** Supplied material follows **
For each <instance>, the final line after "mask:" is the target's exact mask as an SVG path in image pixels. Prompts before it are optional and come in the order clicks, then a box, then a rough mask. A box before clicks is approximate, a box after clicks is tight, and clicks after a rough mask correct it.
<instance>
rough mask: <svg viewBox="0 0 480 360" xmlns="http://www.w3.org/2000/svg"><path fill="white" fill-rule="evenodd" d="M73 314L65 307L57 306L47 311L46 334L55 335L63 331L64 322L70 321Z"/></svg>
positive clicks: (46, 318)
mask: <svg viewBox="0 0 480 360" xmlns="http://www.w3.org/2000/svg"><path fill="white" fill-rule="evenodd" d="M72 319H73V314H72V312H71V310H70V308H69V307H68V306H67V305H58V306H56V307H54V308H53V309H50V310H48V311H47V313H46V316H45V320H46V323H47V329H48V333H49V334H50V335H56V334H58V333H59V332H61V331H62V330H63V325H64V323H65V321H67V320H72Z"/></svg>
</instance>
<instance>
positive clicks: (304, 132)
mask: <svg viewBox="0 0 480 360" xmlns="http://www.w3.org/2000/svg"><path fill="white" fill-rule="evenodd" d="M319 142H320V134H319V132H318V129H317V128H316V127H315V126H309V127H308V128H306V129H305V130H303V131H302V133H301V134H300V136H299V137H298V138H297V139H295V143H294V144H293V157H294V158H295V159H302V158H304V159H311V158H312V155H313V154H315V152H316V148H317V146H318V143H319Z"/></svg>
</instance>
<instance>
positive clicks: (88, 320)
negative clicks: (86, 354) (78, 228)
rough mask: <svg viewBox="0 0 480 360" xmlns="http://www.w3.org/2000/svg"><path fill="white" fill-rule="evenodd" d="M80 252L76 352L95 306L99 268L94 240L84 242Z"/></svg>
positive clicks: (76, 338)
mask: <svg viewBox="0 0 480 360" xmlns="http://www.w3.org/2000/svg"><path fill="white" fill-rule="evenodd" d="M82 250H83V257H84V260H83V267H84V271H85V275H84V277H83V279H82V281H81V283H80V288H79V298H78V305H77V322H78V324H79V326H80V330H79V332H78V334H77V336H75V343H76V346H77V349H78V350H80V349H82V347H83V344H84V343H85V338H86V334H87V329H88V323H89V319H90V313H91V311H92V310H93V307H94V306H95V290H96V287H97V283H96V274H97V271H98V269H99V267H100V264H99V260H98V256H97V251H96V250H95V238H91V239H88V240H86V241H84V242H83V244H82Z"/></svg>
** End of Supplied material **
• **Work required**
Copy the records word for word, starting at their first line and ending at the line that contains "positive clicks: (46, 318)", with both of those lines included.

• **Answer to the exercise**
For each <instance>, the final line after "mask:" is the target's exact mask as an SVG path in image pixels. Prompts before it are optional and come in the order clicks, then a box, then a rough mask. A box before clicks is approximate, a box after clicks is tight, and clicks after a rough mask correct it.
<instance>
rough mask: <svg viewBox="0 0 480 360" xmlns="http://www.w3.org/2000/svg"><path fill="white" fill-rule="evenodd" d="M73 314L65 307L57 306L47 311L46 334L55 335L63 331L64 322L70 321Z"/></svg>
positive clicks: (46, 318)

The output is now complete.